Provided data:
[BEGIN]

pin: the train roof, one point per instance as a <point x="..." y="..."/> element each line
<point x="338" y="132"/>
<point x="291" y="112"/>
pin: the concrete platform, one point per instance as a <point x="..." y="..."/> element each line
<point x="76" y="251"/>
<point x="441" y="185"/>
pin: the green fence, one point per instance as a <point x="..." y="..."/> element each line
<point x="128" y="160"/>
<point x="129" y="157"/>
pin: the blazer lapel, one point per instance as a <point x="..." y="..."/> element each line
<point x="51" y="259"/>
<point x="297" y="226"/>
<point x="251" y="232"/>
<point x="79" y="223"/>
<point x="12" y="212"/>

[END]

Short task:
Express the lines of the items above as a JSON list of strings, one string per line and blank lines omitted, covering only the lines from the one containing "pin: the green" through the end of the items, both ends included.

Answer for this exercise:
[
  "pin: the green fence, one point per instance as a <point x=\"...\" y=\"...\"/> element each line",
  "<point x=\"128\" y=\"160\"/>",
  "<point x=\"129\" y=\"157\"/>",
  "pin: the blazer lapel, one point per instance as a <point x=\"...\" y=\"...\"/> element each line",
  "<point x=\"51\" y=\"259\"/>",
  "<point x=\"297\" y=\"226\"/>",
  "<point x=\"251\" y=\"232\"/>",
  "<point x=\"79\" y=\"223\"/>",
  "<point x=\"12\" y=\"212\"/>"
]